- [Task goal]:
In the excerpt about the 1967 film Camelot, which studio released Jack Warner's last two films, and in what year?

- [Source excerpt]:
>>>

Richard Harris also won the Golden Globe for Best Actor Musical or Comedy and Vanessa Redgrave was nominated for Best Actress Musical or Comedy but lost to Anne Bancoroft in The Graduate , which also won the Globe for Best Musical or Comedy over Camelot. Franco Nero was nominated for Best Newcomer – Male, but lost to Dustin Hoffman in The Graduate.

The film was nominated for five Academy Awards, winning three for Best Art Directon; Costume Design and Adapted Score. It had also been nominated for Best Cinematography, losing to Bonnie and Clyde, and Best Sound, losing to In the Heat of the Night. It was still not a financial success, which resulted in Jack Warner stepping down as head of the studio he co-founded half a century earlier.

Jack Warner made just two more films, the musical 1776 and the western Dirty Little Billy starring Bonnie and Clyde’s Michael J. Pollard. Both films were released by Columbia in 1972.

Richard Harris returned to Camelot on the London and Broadway stages in the early 1980s. A 1982 video recording of the stage performance, which was made for HBO, proves that Harris improved with age. It also proved that the stage production, which had much more comedy than the doom and gloom screen version, was the better one. It’s available on DVD.

Seen today on Blu-ray, the 1967 film looks scrumptious. The sets and costumes would likely not be duplicated today. The scoring is still quite wonderful despite Harris and Redgrave’s vocal shortcomings. The two, however, fare quite well in the dramatic scenes. Although not one of the great screen musicals, it still holds up better than the year’s other big musicals, the inexplicable Best Picture Oscar nominee Doctor Dolittle; the bloated Thoroughly Modern Millie and the delightful but undernourished The Happiest Millionaire.

<<<

- [Information shown]:
>>>

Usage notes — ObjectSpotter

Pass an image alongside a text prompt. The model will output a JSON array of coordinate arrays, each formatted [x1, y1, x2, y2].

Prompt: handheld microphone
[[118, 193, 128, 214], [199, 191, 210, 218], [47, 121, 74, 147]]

<<<

- [Result of this task]:
Columbia released both films in 1972.